▶ Text shown:
┄┄┄┄┄┄┄┄┄┄┄┄┄┄┄┄┄┄┄┄

Rhythm & Roots Tour
- Associated album: Rewind
- Start date: June 17, 2016
- End date: October 8, 2016
- Legs: 1
- No. of shows: 36

Rascal Flatts concert chronology
- Riot Tour (2015); Rhythm & Roots Tour (2016); Back To Us Tour (2018);

= Rhythm and Roots Tour =

2016 concert tour by Rascal Flatts

The Rhythm & Roots Tour was the fourteenth headlining concert tour by American country music trio Rascal Flatts. It began on June 17, 2016 in Charlotte, North Carolina and ended on October 8 of that year in Reading, Pennsylvania.

==Background==
The tour was first announced on March 4, 2016. About the tour Jay DeMarcus says, "It's really important to us that each year our shows are fresh and exciting for our fans,". "We put a lot of thought into how to do that this year and mixing it up in Vegas was really fun so we decided to continue with this new change of pace out on the road this summer, so we can share it with more of our fans. We're really excited to have such great support this year with Kelsea and Chris too, it's going to be a blast!"

==Concert synopsis==
As the show begins the opening notes of "Summer Nights" can be heard behind a black curtain, then the curtains go up and the band is revealed. During "Rewind" there are video clips highlighting some of the groups best moments like when they met Muhammed Ali, Disney characters, and receiving a star on the Hollywood Walk of Fame.

===Stage design===
There are three video screens, the trio and keyboardist stand in front other tour band members who stand on risers.

==Opening acts==
- Kelsea Ballerini
- Chris Lane
- Chase Bryant

==Setlist==

1. "Summer Nights"
2. "I Like the Sound of That"
3. "Banjo"
4. "Come Wake Me Up"/"I Melt"/"I Won't Let Go"
5. "Life Is a Highway"
6. "Forever Young"
7. "Bless the Broken Road"
8. "Rewind"
9. "Fast Cars and Freedom"
10. "Purple Rain" (Prince cover)
11. "Love You Out Loud"
12. "My Wish"
13. "Take Me There"
14. "What Hurts the Most"
15. "Here's to You"
16. "Me and My Gang"

┄┄┄┄┄┄┄┄┄┄┄┄┄┄┄┄┄┄┄┄

▶ Data for review:

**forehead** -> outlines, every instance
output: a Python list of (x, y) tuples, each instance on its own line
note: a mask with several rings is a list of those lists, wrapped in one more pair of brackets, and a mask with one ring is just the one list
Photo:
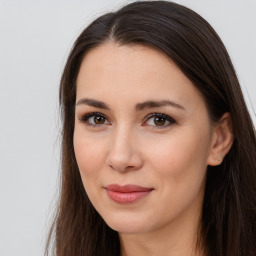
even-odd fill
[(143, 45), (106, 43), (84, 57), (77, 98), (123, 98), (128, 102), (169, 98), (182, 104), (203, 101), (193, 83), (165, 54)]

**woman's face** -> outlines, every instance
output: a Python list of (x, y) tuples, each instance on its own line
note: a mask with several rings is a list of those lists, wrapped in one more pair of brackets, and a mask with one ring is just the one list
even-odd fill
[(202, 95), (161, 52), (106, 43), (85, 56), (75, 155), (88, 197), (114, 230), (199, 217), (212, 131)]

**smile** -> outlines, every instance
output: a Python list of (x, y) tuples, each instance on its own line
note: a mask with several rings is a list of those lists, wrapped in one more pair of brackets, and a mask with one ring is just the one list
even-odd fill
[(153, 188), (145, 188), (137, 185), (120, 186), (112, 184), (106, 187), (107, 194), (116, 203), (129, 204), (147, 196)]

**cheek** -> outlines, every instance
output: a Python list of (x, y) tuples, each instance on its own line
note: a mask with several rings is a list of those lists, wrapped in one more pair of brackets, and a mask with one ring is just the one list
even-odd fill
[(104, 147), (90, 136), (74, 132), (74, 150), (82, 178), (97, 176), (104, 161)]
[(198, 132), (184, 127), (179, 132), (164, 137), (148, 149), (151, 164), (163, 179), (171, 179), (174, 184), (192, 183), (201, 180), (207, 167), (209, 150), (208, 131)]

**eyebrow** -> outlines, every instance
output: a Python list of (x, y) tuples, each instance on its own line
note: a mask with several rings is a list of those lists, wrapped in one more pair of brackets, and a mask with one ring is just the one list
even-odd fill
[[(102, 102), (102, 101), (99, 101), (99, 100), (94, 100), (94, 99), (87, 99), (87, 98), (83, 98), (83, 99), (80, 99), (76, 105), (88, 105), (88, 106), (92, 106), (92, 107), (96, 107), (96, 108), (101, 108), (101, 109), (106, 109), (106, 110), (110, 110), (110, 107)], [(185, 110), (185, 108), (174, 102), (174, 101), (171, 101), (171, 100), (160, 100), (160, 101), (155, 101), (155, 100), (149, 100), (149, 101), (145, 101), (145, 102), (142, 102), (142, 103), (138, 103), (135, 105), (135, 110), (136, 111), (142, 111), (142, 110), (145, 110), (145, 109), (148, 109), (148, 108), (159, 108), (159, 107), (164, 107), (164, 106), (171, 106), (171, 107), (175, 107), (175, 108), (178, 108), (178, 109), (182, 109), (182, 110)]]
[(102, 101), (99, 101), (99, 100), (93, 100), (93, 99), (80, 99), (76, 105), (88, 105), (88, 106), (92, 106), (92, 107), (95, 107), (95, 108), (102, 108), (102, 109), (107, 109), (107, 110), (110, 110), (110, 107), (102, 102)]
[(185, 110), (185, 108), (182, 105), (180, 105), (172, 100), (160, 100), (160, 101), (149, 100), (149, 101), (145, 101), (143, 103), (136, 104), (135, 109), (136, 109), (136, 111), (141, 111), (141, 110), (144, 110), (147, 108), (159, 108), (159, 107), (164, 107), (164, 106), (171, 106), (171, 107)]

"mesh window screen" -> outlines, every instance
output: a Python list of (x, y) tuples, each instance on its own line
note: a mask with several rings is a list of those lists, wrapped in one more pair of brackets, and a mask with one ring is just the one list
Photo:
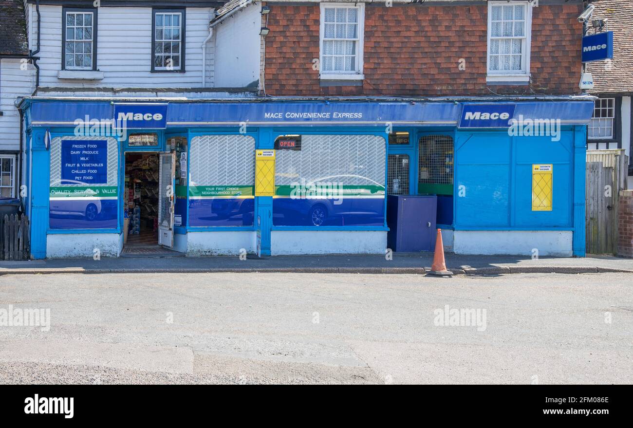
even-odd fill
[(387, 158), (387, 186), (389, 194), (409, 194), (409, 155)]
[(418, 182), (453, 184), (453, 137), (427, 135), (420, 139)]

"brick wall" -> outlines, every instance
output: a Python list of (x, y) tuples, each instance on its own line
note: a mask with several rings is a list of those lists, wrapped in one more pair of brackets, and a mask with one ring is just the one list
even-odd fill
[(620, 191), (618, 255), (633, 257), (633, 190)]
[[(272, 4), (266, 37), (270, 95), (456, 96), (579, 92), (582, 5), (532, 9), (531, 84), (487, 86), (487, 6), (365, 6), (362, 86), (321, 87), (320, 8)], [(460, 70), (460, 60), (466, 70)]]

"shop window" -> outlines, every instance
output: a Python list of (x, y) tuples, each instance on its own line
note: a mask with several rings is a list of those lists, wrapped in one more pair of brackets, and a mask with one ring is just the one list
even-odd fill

┄┄┄┄┄┄┄┄┄┄┄┄┄┄┄┄┄┄┄┄

Answer these questions using the text about the Rhythm & Roots Tour:
1. In which city did the tour begin?
2. On what date was the tour first announced?
3. Which song is tenth on the setlist?

1. Charlotte, North Carolina
2. March 4, 2016
3. "Purple Rain" (Prince cover)